-- Begin --

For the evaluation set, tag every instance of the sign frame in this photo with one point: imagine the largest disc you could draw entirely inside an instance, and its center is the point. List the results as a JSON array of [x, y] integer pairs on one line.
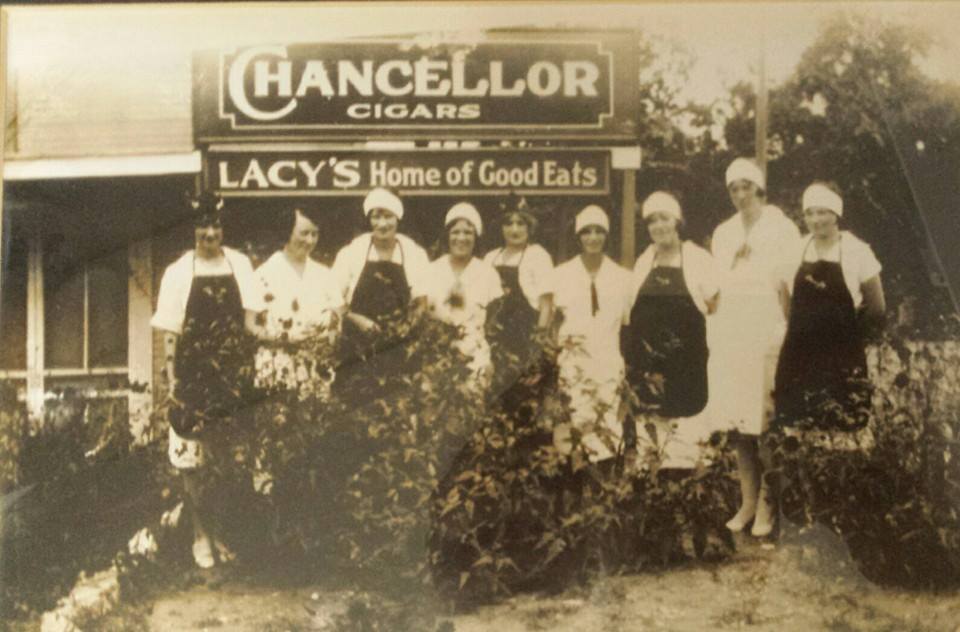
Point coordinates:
[[617, 123], [211, 154]]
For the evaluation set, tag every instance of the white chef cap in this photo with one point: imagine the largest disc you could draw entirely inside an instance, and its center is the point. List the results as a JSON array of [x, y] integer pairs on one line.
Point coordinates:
[[592, 215], [821, 196], [745, 169], [467, 211], [662, 202], [382, 199]]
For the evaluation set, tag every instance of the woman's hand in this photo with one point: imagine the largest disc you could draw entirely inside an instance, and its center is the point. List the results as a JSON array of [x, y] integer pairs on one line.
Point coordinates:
[[365, 325]]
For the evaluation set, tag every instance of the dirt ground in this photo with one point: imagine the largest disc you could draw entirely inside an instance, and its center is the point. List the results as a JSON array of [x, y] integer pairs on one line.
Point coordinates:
[[805, 582]]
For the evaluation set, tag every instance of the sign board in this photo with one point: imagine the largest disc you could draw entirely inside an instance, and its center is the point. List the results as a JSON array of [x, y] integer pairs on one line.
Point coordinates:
[[240, 171], [521, 85]]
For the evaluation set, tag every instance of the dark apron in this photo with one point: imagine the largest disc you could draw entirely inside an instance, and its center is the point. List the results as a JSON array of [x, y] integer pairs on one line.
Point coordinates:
[[212, 365], [383, 295], [510, 322], [667, 341], [822, 369]]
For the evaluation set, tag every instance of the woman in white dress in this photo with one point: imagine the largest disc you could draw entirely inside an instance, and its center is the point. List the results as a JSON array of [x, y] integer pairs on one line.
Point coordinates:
[[383, 277], [665, 349], [524, 309], [303, 305], [207, 302], [833, 285], [592, 296], [299, 327], [461, 287], [747, 330]]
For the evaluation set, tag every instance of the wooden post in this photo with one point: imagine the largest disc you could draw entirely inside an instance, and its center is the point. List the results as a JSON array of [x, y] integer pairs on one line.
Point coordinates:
[[762, 106], [140, 338], [628, 219]]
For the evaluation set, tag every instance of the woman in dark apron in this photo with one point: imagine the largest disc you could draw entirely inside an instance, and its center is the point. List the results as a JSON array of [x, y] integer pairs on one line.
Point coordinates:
[[665, 345], [514, 318], [384, 277], [821, 379], [383, 274], [206, 305]]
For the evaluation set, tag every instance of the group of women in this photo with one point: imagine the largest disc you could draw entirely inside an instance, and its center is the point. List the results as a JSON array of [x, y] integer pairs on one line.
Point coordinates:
[[696, 335]]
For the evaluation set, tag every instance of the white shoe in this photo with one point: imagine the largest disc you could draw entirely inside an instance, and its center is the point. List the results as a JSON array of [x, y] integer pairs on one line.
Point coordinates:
[[224, 553], [203, 553], [740, 521]]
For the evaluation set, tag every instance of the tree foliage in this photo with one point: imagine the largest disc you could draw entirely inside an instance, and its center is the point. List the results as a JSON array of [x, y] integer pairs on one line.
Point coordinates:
[[858, 111]]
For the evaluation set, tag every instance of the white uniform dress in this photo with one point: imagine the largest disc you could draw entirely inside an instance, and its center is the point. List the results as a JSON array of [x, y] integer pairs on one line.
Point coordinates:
[[351, 259], [592, 373], [171, 312], [297, 307], [535, 270], [479, 284], [745, 334], [678, 440], [856, 257]]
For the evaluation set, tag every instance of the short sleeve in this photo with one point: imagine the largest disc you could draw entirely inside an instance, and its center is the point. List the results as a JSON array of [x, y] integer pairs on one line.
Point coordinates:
[[342, 269], [418, 272], [251, 293], [493, 289], [868, 265], [709, 276], [541, 271], [626, 285], [333, 288], [552, 284], [170, 301], [786, 262]]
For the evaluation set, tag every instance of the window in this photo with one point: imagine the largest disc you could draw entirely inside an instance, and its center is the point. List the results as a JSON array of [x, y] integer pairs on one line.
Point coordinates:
[[13, 307], [85, 312]]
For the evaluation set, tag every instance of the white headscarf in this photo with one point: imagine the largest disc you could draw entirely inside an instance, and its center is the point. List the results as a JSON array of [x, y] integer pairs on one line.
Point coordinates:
[[745, 169], [467, 211], [592, 215], [820, 196], [382, 199], [662, 202]]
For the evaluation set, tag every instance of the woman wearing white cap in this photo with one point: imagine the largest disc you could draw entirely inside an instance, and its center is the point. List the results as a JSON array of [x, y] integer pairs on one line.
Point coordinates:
[[665, 346], [747, 330], [300, 325], [822, 372], [208, 298], [524, 268], [303, 301], [592, 295], [381, 273], [462, 286]]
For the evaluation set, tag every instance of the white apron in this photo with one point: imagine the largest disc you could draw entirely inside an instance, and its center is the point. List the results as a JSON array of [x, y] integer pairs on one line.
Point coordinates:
[[592, 374], [745, 334]]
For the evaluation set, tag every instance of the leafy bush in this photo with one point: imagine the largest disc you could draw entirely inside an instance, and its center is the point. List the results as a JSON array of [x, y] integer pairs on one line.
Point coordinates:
[[419, 479], [893, 490], [74, 494]]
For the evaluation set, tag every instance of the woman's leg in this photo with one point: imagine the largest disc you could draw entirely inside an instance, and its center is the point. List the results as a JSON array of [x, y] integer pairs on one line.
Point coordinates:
[[748, 469], [193, 496], [768, 495]]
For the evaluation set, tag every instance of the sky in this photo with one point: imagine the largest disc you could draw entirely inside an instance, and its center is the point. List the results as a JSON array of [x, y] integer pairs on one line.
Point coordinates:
[[725, 38]]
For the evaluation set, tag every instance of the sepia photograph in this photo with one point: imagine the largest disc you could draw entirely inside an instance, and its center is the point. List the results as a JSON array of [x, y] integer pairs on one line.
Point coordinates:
[[451, 317]]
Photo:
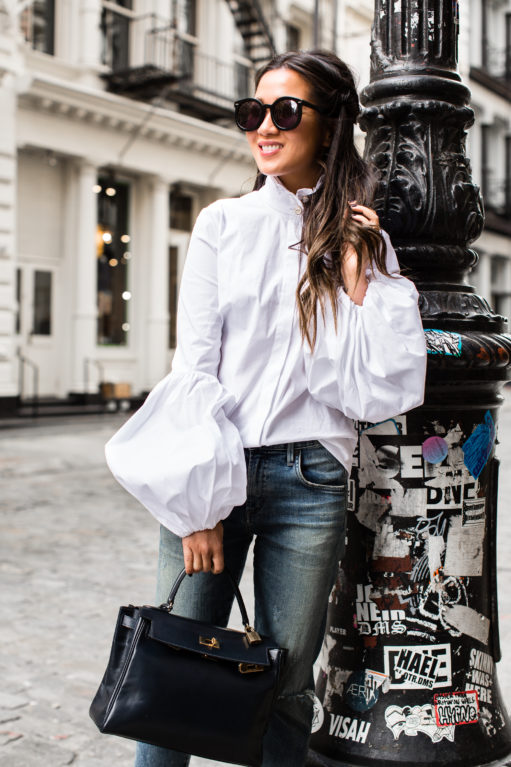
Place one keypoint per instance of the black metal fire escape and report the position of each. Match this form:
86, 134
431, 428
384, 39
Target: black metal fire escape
252, 26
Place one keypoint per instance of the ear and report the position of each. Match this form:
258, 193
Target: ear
327, 136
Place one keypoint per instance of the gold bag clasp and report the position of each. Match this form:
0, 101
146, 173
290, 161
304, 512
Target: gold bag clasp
211, 642
249, 668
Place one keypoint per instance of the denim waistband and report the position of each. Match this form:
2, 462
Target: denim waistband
284, 446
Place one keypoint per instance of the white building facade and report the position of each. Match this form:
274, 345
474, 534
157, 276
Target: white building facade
117, 129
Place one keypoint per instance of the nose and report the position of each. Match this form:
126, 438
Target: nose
267, 125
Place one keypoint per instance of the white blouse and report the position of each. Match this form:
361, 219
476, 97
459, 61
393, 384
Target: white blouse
241, 376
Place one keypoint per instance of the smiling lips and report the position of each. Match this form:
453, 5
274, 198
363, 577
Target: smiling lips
269, 149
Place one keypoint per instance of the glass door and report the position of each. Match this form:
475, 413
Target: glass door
35, 327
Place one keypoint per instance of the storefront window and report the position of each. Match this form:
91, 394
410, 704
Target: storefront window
181, 209
18, 302
115, 34
173, 254
41, 323
37, 24
113, 256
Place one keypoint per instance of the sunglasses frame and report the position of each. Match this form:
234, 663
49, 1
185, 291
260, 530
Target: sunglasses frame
300, 103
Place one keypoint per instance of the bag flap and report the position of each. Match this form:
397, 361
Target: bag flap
186, 634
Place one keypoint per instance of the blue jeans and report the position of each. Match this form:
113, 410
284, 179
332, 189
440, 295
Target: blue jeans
296, 500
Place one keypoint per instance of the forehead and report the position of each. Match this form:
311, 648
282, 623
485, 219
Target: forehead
282, 82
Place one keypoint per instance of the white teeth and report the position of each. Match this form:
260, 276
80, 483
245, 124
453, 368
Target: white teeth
270, 148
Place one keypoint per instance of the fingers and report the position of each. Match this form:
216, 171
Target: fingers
188, 559
203, 551
218, 561
364, 215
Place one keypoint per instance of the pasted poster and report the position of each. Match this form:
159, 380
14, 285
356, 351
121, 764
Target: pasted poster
407, 652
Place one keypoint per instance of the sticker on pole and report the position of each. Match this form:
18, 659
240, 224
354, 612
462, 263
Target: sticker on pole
453, 708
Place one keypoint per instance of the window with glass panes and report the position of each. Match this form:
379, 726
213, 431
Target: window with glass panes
113, 256
37, 24
116, 18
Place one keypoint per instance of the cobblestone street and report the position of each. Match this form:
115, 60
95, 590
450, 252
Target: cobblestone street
74, 546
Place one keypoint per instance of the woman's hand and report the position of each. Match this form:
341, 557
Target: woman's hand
203, 551
356, 288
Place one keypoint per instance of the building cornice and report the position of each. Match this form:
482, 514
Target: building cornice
116, 113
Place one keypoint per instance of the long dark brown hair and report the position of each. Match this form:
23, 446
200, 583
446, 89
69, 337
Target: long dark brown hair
328, 228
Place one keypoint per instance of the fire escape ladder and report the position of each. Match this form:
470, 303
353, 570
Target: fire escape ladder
252, 26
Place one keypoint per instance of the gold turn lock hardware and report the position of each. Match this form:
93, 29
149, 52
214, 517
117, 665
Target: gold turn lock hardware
252, 636
249, 668
211, 642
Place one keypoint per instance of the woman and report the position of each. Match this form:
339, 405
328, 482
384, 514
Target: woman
293, 320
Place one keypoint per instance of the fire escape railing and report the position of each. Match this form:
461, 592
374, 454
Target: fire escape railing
254, 30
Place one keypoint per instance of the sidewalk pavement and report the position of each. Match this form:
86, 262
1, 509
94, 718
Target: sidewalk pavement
73, 547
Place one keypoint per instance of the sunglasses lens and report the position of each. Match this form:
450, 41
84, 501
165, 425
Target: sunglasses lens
286, 114
248, 115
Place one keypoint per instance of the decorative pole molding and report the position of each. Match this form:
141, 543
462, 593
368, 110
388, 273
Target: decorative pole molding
408, 673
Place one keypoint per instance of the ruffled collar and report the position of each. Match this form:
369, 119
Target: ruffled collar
280, 198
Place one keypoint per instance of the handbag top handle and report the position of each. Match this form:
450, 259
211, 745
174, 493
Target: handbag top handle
251, 635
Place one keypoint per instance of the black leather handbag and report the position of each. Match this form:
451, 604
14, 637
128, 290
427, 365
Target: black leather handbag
187, 685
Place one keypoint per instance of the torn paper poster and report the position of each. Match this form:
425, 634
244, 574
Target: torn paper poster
388, 544
418, 667
443, 342
453, 708
465, 549
477, 449
414, 719
468, 621
435, 546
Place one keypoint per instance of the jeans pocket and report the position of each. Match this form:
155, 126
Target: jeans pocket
316, 468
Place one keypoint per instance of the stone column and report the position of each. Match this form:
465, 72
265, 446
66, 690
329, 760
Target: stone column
158, 283
90, 37
84, 277
8, 172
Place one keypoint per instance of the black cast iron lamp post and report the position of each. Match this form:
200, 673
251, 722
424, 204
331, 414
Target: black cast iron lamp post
408, 661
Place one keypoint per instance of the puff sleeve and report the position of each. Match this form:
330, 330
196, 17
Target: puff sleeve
373, 367
179, 454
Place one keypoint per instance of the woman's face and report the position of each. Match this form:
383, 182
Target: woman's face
291, 155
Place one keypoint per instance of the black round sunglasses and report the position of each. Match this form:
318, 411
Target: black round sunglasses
286, 112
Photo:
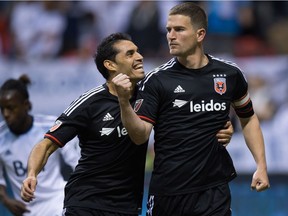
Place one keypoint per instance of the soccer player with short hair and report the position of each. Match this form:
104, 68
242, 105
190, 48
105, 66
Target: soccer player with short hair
187, 100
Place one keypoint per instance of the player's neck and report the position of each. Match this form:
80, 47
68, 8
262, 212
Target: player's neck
194, 61
26, 126
112, 89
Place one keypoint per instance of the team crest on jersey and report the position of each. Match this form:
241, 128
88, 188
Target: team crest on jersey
220, 85
55, 126
138, 104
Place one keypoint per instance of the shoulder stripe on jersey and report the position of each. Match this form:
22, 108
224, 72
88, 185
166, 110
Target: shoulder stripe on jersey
226, 62
76, 103
147, 119
53, 139
165, 66
242, 101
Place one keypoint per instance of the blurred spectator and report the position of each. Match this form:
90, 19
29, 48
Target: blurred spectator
144, 28
262, 99
37, 29
5, 43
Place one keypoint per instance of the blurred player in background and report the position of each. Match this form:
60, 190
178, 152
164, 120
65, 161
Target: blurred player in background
19, 132
109, 179
187, 100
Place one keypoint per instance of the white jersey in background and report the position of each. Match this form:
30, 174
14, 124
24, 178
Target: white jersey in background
14, 153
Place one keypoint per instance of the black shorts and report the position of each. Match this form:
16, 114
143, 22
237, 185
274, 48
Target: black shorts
211, 202
80, 211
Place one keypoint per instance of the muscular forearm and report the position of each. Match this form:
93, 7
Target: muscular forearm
139, 131
254, 140
3, 194
39, 156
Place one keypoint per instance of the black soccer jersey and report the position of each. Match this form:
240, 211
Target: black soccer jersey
187, 108
110, 172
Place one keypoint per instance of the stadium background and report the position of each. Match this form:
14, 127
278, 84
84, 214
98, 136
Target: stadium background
53, 42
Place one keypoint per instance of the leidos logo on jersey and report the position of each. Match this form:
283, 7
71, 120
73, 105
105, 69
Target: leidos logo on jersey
210, 106
201, 107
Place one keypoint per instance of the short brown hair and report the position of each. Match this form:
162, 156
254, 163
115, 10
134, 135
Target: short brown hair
197, 15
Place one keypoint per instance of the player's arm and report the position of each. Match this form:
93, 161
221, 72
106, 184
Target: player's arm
225, 134
255, 142
138, 130
36, 162
14, 206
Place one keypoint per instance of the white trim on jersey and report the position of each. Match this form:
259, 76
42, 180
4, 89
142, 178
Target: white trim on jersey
76, 103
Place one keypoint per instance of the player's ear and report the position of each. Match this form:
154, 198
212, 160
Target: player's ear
110, 65
201, 34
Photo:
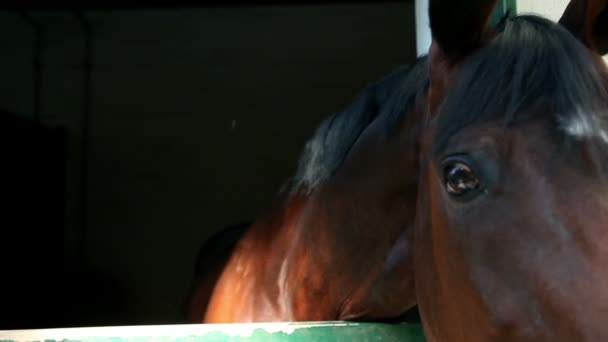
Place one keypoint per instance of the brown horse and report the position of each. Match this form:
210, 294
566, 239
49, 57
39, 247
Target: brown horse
478, 195
334, 246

-- End --

Stated task:
Copy the records from the very start through the line that contains "[[617, 123], [211, 154]]", leaving out the pictures.

Exercise solution:
For the evaluation set, tag every instance of the sign frame in this photo with one point: imagine the largest disc you could draw entirely inside an instance, and its center is the point. List the results as a JSON array of [x, y] integer pairs on one line.
Point coordinates:
[[617, 123], [211, 154]]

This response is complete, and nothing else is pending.